• _WORK TO BE COMPLETED_: Replace "overcast sky" with "cloudy sky" in the items, beginning at the line that has "Query: windshield wiper" and stopping after the line that has "(1035, 521)". Return only those lines, with everything else left unchanged.

• _Lines of data_:
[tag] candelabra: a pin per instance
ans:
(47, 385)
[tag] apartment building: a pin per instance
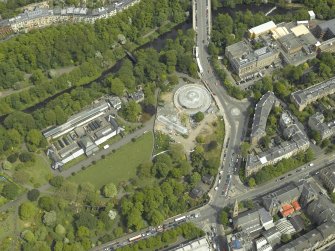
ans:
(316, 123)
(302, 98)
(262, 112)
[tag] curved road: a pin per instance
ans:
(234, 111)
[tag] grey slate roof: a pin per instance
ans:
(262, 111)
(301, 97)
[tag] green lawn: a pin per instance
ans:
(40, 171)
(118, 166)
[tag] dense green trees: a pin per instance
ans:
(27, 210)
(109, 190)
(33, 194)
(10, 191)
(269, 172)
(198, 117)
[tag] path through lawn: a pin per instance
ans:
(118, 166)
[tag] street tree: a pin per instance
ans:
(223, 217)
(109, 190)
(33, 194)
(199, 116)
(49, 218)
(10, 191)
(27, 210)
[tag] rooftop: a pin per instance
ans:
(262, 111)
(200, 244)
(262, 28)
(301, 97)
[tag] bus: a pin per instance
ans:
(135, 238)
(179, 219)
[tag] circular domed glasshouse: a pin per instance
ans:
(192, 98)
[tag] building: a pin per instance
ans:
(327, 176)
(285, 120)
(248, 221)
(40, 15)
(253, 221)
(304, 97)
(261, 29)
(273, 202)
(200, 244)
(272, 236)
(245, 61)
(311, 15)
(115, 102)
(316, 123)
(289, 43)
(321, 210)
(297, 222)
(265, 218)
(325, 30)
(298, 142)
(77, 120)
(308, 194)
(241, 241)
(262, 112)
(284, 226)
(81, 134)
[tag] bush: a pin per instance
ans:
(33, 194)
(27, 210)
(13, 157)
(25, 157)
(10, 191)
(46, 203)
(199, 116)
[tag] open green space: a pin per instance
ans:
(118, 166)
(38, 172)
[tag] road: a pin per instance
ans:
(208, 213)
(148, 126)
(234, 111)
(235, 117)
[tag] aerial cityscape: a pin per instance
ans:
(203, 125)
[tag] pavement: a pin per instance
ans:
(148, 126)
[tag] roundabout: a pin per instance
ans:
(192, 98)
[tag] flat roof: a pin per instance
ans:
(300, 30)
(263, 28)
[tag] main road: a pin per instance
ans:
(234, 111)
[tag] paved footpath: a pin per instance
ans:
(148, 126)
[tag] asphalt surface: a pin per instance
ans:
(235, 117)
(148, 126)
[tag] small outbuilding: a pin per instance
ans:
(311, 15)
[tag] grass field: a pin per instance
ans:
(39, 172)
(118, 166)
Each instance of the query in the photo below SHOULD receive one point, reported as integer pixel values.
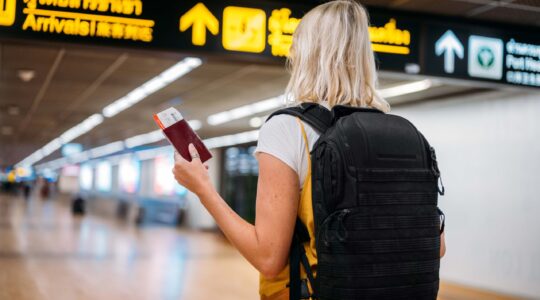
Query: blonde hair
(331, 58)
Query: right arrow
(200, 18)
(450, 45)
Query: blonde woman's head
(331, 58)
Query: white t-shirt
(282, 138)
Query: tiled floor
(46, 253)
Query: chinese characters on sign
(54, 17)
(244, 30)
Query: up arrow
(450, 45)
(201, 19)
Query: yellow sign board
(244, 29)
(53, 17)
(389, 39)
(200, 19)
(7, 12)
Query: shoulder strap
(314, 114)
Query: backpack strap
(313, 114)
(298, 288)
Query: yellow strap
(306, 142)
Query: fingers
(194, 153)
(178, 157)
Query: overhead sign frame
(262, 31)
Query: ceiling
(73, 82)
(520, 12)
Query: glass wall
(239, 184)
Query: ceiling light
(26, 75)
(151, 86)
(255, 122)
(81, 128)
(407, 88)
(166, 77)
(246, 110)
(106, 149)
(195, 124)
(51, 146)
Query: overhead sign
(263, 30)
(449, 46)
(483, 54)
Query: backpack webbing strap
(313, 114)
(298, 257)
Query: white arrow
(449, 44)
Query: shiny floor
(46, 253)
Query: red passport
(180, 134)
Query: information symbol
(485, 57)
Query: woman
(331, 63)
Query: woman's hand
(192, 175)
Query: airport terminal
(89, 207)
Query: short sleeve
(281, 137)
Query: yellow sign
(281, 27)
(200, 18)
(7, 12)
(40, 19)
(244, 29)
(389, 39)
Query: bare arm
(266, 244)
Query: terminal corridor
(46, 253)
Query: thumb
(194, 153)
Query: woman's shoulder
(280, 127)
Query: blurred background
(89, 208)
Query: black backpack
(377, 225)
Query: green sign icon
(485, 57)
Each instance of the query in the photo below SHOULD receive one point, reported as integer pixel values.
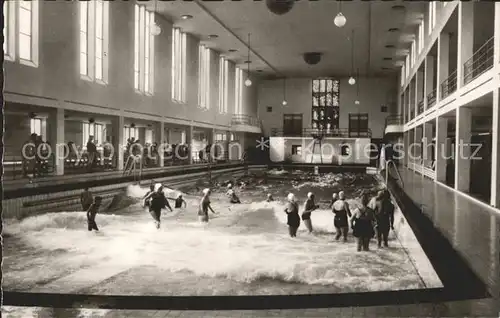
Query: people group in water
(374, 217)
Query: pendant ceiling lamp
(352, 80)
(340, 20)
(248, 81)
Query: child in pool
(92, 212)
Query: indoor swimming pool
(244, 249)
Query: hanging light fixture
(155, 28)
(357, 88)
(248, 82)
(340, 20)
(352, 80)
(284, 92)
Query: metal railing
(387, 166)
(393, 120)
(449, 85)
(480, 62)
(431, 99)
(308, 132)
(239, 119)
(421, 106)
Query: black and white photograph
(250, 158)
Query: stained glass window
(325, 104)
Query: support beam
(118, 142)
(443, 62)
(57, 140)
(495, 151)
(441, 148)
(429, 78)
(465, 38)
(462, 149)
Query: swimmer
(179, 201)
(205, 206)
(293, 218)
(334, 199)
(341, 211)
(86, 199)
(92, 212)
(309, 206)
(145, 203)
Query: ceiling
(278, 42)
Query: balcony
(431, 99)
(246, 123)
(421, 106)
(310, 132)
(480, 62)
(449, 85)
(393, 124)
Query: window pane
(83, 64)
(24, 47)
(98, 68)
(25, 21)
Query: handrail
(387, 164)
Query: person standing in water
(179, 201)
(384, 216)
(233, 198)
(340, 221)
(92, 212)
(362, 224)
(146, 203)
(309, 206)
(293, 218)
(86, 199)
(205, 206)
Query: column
==
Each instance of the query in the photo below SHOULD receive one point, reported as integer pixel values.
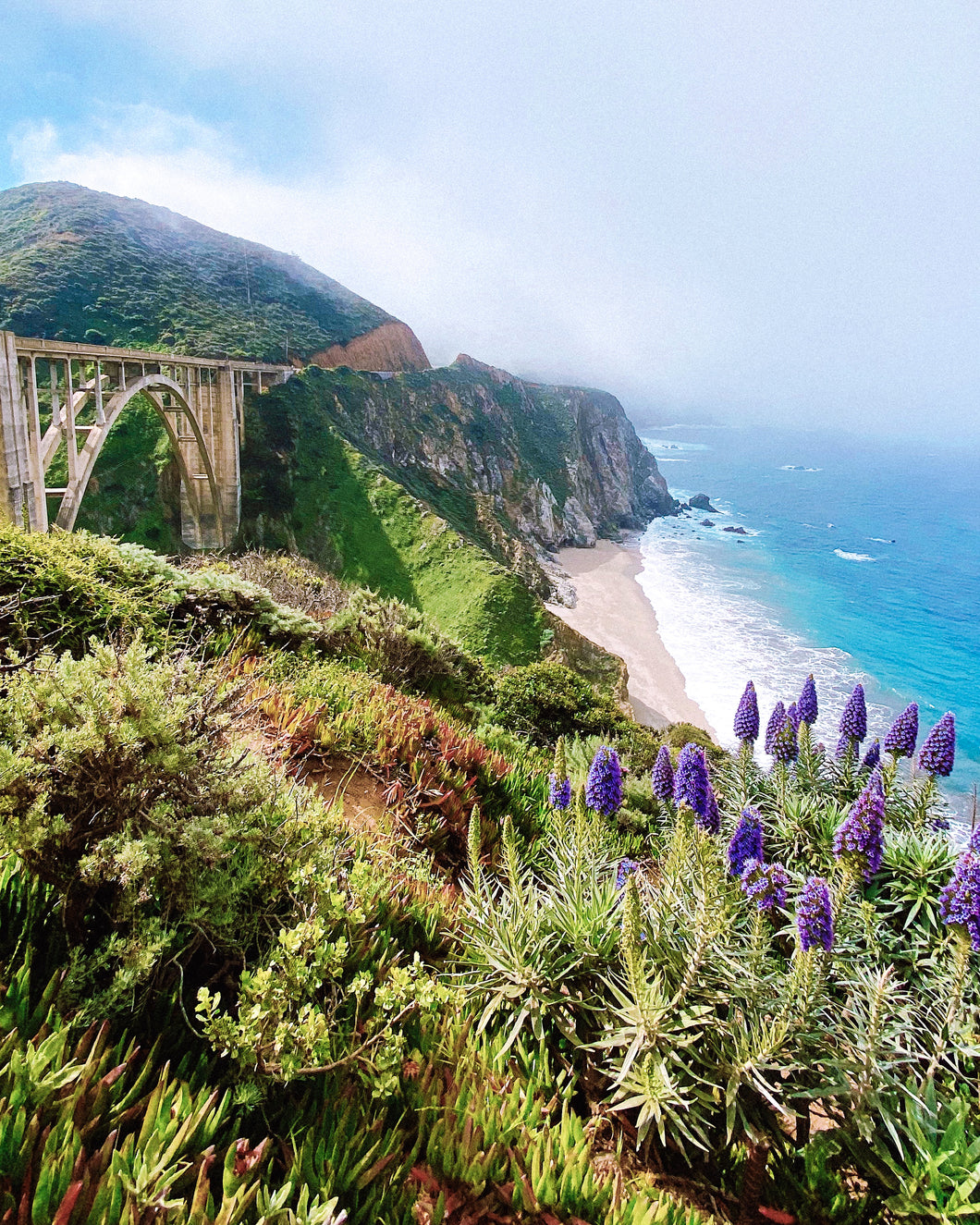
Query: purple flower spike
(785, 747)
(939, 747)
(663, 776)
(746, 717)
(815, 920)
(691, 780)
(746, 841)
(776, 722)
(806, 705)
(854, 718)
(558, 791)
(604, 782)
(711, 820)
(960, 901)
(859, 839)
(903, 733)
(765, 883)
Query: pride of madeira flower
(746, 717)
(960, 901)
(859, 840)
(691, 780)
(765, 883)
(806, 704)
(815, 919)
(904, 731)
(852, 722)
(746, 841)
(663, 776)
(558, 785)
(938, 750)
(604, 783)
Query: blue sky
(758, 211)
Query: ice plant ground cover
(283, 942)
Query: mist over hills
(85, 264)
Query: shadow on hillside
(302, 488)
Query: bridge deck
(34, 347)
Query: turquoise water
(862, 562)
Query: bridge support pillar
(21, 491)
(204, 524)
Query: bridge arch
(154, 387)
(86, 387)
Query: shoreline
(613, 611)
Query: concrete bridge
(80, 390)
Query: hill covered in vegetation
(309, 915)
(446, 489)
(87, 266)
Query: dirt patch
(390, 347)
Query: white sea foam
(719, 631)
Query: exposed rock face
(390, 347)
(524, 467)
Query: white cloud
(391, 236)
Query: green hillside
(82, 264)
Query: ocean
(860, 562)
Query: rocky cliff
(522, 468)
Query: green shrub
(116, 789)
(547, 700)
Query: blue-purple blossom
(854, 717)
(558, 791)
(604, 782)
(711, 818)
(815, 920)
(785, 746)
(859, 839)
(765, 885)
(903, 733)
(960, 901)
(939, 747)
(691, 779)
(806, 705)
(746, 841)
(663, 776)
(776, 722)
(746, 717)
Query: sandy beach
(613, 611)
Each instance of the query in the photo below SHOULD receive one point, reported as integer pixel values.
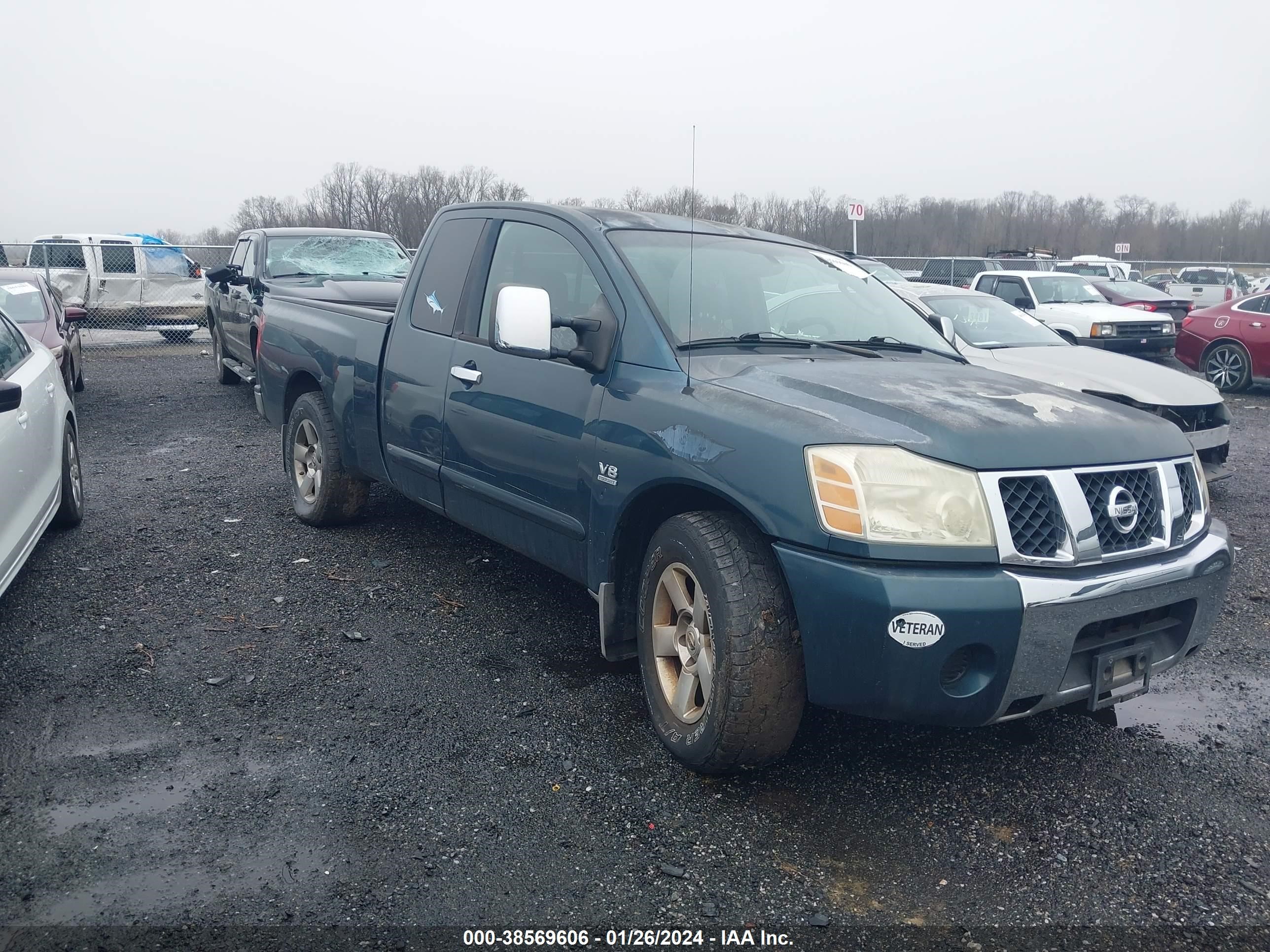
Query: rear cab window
---
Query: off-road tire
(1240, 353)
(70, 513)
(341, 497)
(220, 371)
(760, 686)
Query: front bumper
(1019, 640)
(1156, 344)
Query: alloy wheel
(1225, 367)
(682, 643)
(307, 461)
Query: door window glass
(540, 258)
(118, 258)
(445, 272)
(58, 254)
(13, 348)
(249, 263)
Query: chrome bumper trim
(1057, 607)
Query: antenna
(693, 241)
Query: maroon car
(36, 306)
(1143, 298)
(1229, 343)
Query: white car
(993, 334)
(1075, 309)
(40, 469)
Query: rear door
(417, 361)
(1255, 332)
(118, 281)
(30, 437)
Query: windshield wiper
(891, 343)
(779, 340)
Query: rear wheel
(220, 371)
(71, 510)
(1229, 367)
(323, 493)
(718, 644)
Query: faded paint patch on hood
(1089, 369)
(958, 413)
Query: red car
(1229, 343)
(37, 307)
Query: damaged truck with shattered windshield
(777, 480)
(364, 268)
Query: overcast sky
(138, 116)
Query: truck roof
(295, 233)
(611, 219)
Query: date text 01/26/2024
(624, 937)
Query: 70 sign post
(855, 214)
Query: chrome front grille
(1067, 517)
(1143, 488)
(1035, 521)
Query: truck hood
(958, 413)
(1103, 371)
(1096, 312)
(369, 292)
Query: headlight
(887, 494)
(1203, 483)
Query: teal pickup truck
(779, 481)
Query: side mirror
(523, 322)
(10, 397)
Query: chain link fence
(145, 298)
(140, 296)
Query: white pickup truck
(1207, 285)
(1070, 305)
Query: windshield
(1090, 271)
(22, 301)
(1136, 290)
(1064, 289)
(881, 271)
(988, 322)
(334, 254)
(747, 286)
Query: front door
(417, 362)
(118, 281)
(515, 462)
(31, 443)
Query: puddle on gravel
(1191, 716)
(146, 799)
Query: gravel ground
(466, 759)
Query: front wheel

• _COMPLETED EXERCISE_:
Query: windshield wiper
(891, 343)
(779, 340)
Query: rear wheel
(220, 371)
(71, 510)
(1229, 367)
(323, 493)
(718, 644)
Query: faded paint patch on hood
(1089, 369)
(958, 413)
Query: red car
(1229, 343)
(37, 307)
Query: damaged truck with shattered windshield
(777, 480)
(364, 268)
Query: cloudy sky
(138, 116)
Query: truck roof
(295, 233)
(611, 219)
Query: date text 01/26/2024
(624, 937)
Query: 70 sign post
(855, 214)
Query: chrome front grille
(1067, 517)
(1143, 488)
(1035, 521)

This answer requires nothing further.